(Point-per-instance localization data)
·····

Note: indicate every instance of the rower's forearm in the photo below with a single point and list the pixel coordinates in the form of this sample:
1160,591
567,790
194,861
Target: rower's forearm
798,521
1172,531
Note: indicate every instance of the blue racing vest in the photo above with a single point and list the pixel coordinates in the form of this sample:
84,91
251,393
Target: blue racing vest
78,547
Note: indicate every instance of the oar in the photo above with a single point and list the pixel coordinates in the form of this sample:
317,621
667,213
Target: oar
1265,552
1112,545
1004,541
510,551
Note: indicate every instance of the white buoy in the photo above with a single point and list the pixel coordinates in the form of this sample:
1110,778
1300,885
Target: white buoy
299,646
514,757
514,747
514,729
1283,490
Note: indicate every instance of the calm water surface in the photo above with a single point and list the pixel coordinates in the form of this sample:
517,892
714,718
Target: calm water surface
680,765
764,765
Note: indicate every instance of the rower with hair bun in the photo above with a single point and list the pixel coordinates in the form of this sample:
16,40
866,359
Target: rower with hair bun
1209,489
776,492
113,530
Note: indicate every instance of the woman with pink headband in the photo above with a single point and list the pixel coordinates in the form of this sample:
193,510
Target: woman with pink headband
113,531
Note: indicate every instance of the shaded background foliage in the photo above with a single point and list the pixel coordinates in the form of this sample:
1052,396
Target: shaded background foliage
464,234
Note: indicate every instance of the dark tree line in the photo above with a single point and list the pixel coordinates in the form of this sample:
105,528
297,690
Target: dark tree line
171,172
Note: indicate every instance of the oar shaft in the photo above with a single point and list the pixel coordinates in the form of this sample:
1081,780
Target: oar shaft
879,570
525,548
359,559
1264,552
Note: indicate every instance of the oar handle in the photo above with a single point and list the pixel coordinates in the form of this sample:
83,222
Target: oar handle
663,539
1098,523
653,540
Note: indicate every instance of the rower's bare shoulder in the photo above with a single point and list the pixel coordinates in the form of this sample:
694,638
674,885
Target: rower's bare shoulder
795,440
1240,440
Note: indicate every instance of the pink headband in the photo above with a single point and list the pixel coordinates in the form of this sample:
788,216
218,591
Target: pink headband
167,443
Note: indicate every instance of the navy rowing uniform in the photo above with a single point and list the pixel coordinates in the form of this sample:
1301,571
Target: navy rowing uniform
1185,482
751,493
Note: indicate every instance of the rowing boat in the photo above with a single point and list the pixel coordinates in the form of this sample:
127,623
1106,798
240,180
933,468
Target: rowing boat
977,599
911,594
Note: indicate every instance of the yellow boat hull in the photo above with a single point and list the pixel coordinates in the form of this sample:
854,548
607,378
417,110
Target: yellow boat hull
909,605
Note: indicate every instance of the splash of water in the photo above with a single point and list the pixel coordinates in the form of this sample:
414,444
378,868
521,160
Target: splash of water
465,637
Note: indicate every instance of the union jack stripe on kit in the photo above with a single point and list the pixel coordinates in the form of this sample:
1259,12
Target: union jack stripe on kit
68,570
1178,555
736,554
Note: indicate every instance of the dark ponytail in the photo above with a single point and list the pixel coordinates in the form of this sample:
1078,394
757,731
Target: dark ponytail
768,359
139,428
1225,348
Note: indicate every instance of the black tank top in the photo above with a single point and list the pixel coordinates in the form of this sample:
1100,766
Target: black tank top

·····

Your answer should be each line of the data that contains the word "black", copied as it stands.

Note: indicate every instance of the black tank top in the photo above with a single point and list the pixel coordinates in the form of this sample:
Target: black tank top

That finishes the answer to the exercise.